Rows from a dataset:
|---|

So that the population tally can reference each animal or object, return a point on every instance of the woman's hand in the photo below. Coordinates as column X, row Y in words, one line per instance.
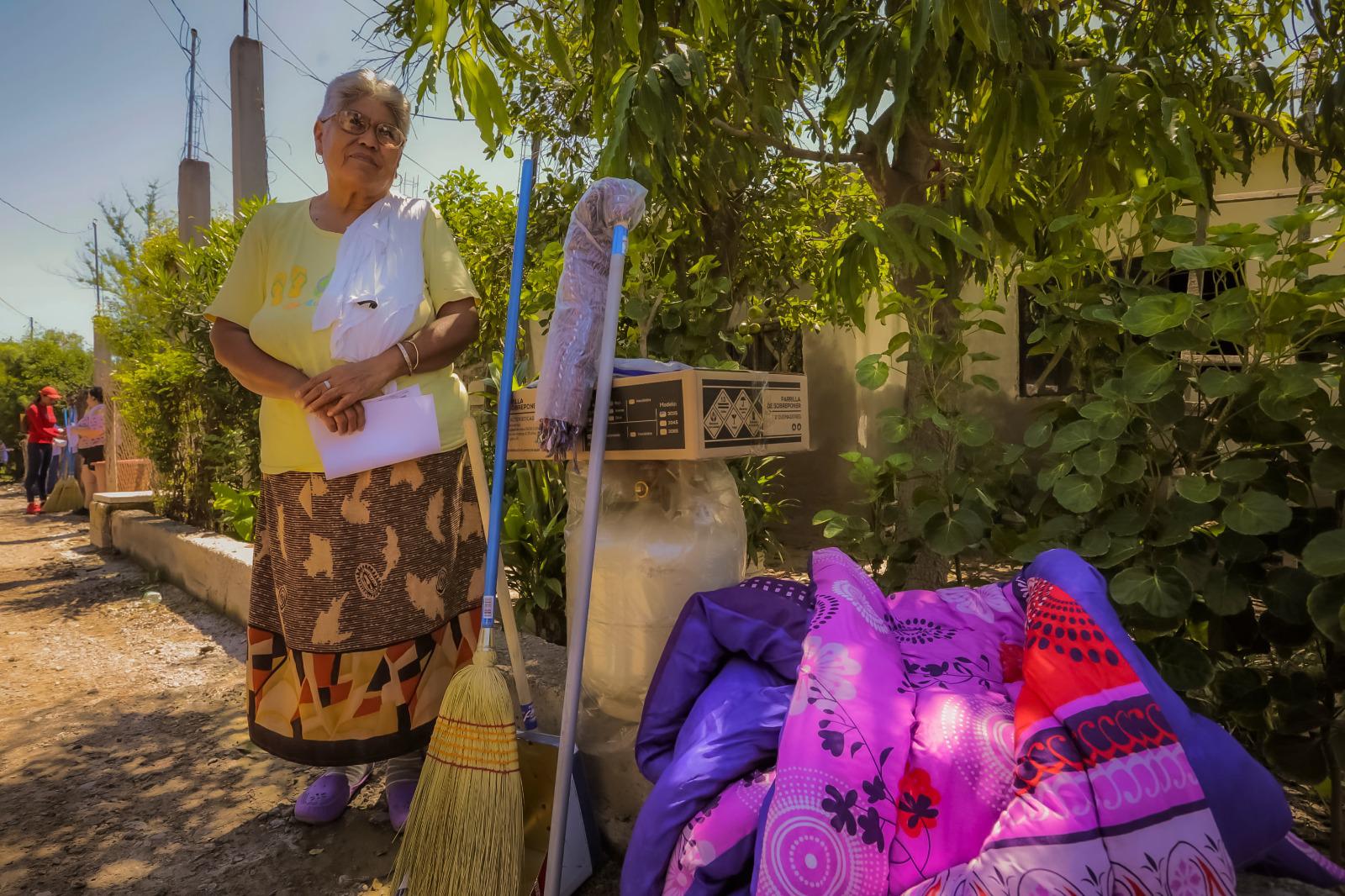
column 346, row 421
column 340, row 389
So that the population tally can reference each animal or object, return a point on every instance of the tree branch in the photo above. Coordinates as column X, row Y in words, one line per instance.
column 942, row 145
column 1089, row 64
column 787, row 148
column 1275, row 129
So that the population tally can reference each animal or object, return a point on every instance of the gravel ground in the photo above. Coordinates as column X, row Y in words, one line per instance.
column 125, row 764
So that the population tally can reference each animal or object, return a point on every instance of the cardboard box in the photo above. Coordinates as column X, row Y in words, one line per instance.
column 688, row 414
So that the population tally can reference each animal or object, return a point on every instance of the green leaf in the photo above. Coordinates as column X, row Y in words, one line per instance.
column 872, row 372
column 1110, row 417
column 973, row 430
column 1163, row 593
column 1176, row 228
column 1096, row 459
column 1197, row 488
column 1226, row 593
column 557, row 51
column 1095, row 544
column 1183, row 663
column 1130, row 468
column 1152, row 315
column 1241, row 470
column 1105, row 98
column 894, row 427
column 1200, row 257
column 1073, row 436
column 1039, row 432
column 631, row 24
column 1145, row 374
column 1329, row 470
column 1125, row 521
column 1221, row 383
column 1231, row 319
column 1078, row 494
column 1329, row 423
column 986, row 382
column 950, row 535
column 1325, row 555
column 1257, row 513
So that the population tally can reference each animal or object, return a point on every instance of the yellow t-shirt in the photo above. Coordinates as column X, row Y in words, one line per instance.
column 282, row 266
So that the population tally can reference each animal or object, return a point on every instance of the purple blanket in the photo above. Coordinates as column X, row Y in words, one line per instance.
column 1008, row 739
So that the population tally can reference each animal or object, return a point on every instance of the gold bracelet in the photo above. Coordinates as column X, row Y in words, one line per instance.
column 407, row 358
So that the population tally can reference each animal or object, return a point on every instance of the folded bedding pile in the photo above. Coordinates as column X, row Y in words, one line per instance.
column 1009, row 739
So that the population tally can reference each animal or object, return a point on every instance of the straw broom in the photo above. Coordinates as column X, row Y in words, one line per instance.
column 464, row 835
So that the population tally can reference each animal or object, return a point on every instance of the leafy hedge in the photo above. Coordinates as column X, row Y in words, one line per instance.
column 1197, row 456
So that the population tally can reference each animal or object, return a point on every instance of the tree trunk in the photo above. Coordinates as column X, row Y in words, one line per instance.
column 905, row 181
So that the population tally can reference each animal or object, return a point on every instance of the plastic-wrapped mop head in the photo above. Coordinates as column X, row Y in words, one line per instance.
column 569, row 369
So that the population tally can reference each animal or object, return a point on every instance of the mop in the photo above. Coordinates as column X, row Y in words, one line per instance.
column 567, row 435
column 464, row 835
column 67, row 494
column 571, row 365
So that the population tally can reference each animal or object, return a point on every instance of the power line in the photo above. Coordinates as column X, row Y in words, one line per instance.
column 266, row 24
column 421, row 114
column 67, row 233
column 421, row 167
column 228, row 170
column 273, row 155
column 177, row 40
column 13, row 308
column 286, row 60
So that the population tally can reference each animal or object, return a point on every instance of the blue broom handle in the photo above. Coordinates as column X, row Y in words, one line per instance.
column 506, row 397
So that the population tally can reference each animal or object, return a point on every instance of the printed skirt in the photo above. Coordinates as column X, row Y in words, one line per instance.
column 365, row 599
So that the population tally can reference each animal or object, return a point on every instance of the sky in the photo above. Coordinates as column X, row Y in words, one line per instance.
column 94, row 107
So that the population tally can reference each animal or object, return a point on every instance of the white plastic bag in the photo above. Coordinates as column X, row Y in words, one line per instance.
column 569, row 367
column 667, row 530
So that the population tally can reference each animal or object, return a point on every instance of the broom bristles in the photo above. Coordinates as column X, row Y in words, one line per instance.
column 464, row 835
column 66, row 495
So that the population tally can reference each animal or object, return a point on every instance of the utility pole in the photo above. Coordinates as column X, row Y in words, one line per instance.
column 249, row 116
column 193, row 174
column 98, row 271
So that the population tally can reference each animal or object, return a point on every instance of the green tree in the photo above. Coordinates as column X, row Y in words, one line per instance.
column 979, row 127
column 194, row 421
column 49, row 358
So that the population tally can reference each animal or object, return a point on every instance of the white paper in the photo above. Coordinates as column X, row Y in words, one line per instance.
column 398, row 427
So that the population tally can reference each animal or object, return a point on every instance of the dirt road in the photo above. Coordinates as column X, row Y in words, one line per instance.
column 125, row 764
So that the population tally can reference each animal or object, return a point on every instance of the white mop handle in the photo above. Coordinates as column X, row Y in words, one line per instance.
column 477, row 458
column 580, row 599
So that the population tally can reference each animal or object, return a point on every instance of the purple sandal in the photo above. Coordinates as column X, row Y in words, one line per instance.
column 400, row 802
column 327, row 798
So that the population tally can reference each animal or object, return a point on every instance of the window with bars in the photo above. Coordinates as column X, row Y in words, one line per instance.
column 1033, row 377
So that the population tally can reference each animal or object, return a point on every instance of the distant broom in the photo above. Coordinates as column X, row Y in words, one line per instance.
column 464, row 835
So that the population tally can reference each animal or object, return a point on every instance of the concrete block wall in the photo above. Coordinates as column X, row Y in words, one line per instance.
column 217, row 569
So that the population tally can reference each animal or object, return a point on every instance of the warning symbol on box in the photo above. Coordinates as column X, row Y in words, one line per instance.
column 719, row 414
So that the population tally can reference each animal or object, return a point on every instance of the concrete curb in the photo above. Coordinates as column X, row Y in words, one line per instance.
column 217, row 571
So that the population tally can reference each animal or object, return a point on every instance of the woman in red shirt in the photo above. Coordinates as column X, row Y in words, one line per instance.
column 42, row 430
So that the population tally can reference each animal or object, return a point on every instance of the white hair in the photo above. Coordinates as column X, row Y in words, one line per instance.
column 354, row 87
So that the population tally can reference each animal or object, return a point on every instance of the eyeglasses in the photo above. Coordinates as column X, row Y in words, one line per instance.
column 356, row 123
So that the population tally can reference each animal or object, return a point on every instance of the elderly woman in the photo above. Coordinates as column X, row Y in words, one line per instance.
column 365, row 587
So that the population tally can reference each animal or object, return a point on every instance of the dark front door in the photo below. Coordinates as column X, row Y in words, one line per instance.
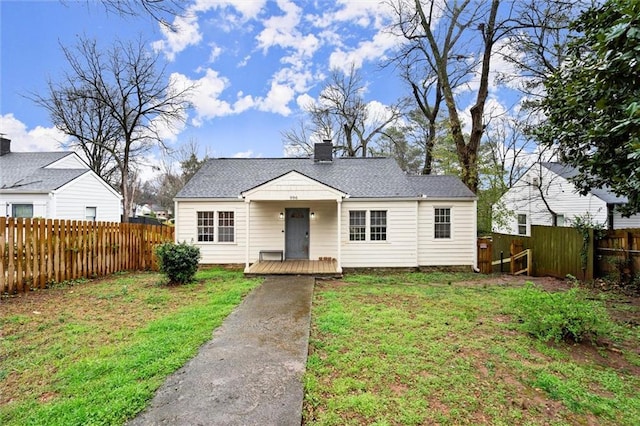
column 296, row 234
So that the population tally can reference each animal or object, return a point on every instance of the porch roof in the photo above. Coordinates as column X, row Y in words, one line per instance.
column 294, row 184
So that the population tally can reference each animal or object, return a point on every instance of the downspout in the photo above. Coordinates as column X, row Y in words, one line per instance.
column 247, row 233
column 339, row 240
column 475, row 245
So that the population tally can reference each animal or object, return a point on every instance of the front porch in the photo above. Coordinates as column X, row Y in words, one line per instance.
column 320, row 268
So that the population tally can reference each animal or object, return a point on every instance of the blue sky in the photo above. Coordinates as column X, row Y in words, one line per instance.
column 255, row 63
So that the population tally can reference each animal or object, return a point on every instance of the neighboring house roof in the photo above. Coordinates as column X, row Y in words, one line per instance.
column 569, row 172
column 434, row 186
column 370, row 177
column 26, row 172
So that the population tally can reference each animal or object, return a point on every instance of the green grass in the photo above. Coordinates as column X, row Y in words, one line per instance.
column 95, row 353
column 419, row 349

|---|

Exercise description> Each line of the material must be retyped exactly, except that images are omitted.

Exercise solution>
So that the population tally can reference each animal or object, return a point on every instance of the woman's hand in the photo below. Coordinates as column X, row Y in words, one line per instance.
column 346, row 421
column 340, row 389
So that the population tally can reference each animal or object, return a point on every instance of the tree branch in the photo above. Coordinates as column X, row Y in words, one line per instance.
column 942, row 145
column 1089, row 64
column 787, row 148
column 1275, row 129
So that the population tally can reference each animal or object, return a point on every instance of the gravel ground in the photo above. Coordinates as column X, row Y in words, one line per instance.
column 125, row 764
So that the population tally can reference each animal or object, return a point on every instance of the cardboard box in the photo above. Coordinates as column X, row Y in words, one line per instance.
column 688, row 414
So that the population tally can reference each animal or object, return a point on every instance of the green leaf in the photo above. Coordinates as column X, row Y in words, one line per instance.
column 872, row 372
column 1110, row 417
column 973, row 430
column 1163, row 593
column 1176, row 228
column 1096, row 459
column 1197, row 488
column 1226, row 593
column 557, row 51
column 1095, row 544
column 1183, row 663
column 1130, row 468
column 1152, row 315
column 1241, row 470
column 1105, row 98
column 894, row 427
column 1200, row 257
column 1073, row 436
column 1039, row 432
column 631, row 24
column 1145, row 374
column 1329, row 470
column 1125, row 521
column 1221, row 383
column 1231, row 319
column 1078, row 494
column 1329, row 423
column 986, row 382
column 950, row 535
column 1325, row 555
column 1257, row 513
So that the population tally can reference each animal or object, return a point on every instance of the yellow t-shirt in the photo above. Coordinates as column X, row Y in words, one line per instance.
column 282, row 266
So that the population tally can reference each animal or object, return a point on every instance of the purple blanket in the photo above. Coordinates as column X, row Y in words, one line per instance.
column 1008, row 739
So that the population tally can reference each animal or object, return a point on every instance of the gold bracelet in the photo above. Coordinates as column X, row Y in words, one line per instance.
column 407, row 358
So that the population tally can reference each animal or object, return a point on every instance of the folded bedding pile in the photo above. Coordinates as column X, row Y in words, one line per instance.
column 1009, row 739
So that the population tally can reference each animal or object, return a point on every instance of the straw broom in the photo above. Coordinates as column X, row Y in words, one line per instance.
column 464, row 835
So that the population tally can reference each animal or object, return a point on every instance of the leafy hedge in the photo above. Coordinates as column X, row Y in words, one line per instance.
column 1197, row 456
So that the population tally can reference each animal or object, return a point on every instance of the tree trunk in the photo above. Coordinates as column X, row Y in words, one line per instance.
column 905, row 181
So that the population tally can reference each animal or object, return a point on every instance of the plastic-wrapped mop head in the photo above. Coordinates as column X, row Y in words, one line per instance.
column 569, row 369
So that the population tally can reference each animal or object, return a point on every instance of the mop in the photo above. Coordinates as column X, row Y in words, one line per instance.
column 567, row 435
column 464, row 835
column 67, row 494
column 571, row 365
So that the population tally can reference each animal or object, return a point on every instance of the power line in the photo above. Coordinates as column X, row Y in words, one line per instance.
column 266, row 24
column 421, row 114
column 67, row 233
column 421, row 167
column 228, row 170
column 273, row 155
column 177, row 40
column 13, row 308
column 286, row 60
So that the population tally can reference each animal or object, return a point on every instance of the blue broom handle in the photo above. Coordinates as column X, row Y in words, one line per instance.
column 506, row 397
So that the population tally can reference each animal or object, return a point on every instance of the printed skirt in the photo above. Coordinates as column X, row Y in words, one line per instance.
column 365, row 599
So that the population tally can reference each animal or object, return a point on every instance of the sky in the photo above. Coordinates as column X, row Y in words, one line per instance.
column 94, row 107
So that the population tally can reference each animal or object, return a point on every instance of the white plastic bag in the photo above. Coordinates as column X, row Y in words, one line per instance.
column 569, row 367
column 667, row 530
So that the population tally can reference each animal or object, return a point on every instance of the broom bristles in the photo above. Coordinates as column X, row Y in words, one line per instance.
column 464, row 835
column 66, row 495
So that the population tally can reference each animal or object, return a point on every instance of the utility pole in the photo above. Coordinates as column X, row Y in words, one line per instance.
column 249, row 116
column 193, row 174
column 98, row 271
So that the population tally can reference each animal or object, return a point on every instance of the green tree in the photo above. Coordinates as column X, row Y in words, one line per instance.
column 979, row 127
column 194, row 421
column 49, row 358
So that the population tally can reference each animal or object, return a point on every instance of the white paper in the photo above. Coordinates as column X, row Y in words, one line per instance.
column 398, row 427
So that the population tally can reference each animal or object, return a point on every instance of the dirt road in the photo above. Coordinates as column X, row Y in words, one line per instance.
column 125, row 764
So that the population tally can reference each animal or object, return a point on every instance of the white mop handle in the photo above. Coordinates as column X, row Y in words, one line per instance.
column 477, row 458
column 580, row 599
So that the population tally can reference each animal or object, return a point on every instance of the purple sandal in the photo above. Coordinates as column X, row Y in words, one line per instance.
column 400, row 802
column 327, row 798
So that the population tally can reference each animal or object, return a point on every instance of the window with bars in the photo above. Coordinates as column X, row Y in words, one line per instance.
column 1033, row 377
So that the population tally can reference each animal or object, return a point on every instance of the distant broom in the photo above. Coordinates as column X, row Y in words, one line per instance.
column 464, row 835
So that the population tally can reference each animal or object, return a point on every instance of the concrete block wall in the photo above. Coordinates as column X, row Y in words, one line per instance.
column 217, row 569
So that the population tally can reference each animal or object, return a point on every instance of the warning symbol on box in the photo above. Coordinates as column X, row Y in words, one line per instance.
column 719, row 414
So that the population tally can reference each animal or object, return a point on every instance of the concrete curb in the photo above. Coordinates as column X, row Y in words, one line per instance.
column 217, row 571
So that the population tally can reference each animal or object, return a point on every instance of the woman in red shirt in the photo above. Coordinates as column X, row Y in words, one line per instance.
column 42, row 430
So that the population tally can reference each animal or object, return a point on every instance of the white hair in the photo above. Coordinates as column X, row Y in words, one line per instance.
column 354, row 87
So that the population tally can reference each animal or object, return a point on every instance of the eyeglasses in the photo above. Coordinates as column X, row Y in words, one line per instance.
column 356, row 123
So that the population tally can reference each animal or object, return a point on every instance of the elderly woman in the photo above. Coordinates as column X, row Y in words, one line per instance.
column 365, row 587
So that the population tally can reference each animal or object, return a point on every instance of the dark front door in the photo below. Coordinates as column X, row Y in words, one line per instance.
column 296, row 234
So that the population tally can reference each animal or object, return a point on every instance of the porch roof in the photo above. Coordinates as column X, row Y in words, one line per instance.
column 294, row 184
So that the population tally can reference each animal or object, return a point on every instance of the downspout in the photo above. Coordinates as column X, row Y in words, one line per instance.
column 247, row 233
column 339, row 240
column 475, row 245
So that the population tally can reference each animal or object, return a point on every instance of the front porch in the photo above. Coordinates as column X, row Y in words, one line per instance.
column 320, row 268
So that the population tally can reference each animal or object, return a point on every instance of the blue sky in the photo above. Coordinates as column X, row Y in words, one line per instance.
column 255, row 63
So that the population tally can reference each animal or object, return a point on every instance of the neighboring house roof in the photo above. Coordinates as column X, row Y in words, one line per instance.
column 569, row 172
column 434, row 186
column 370, row 177
column 26, row 172
So that the population tally can reference each animal or object, return a point on every instance of the green grass in the photo above. Coordinates as column X, row Y in words, one line per instance.
column 95, row 353
column 419, row 349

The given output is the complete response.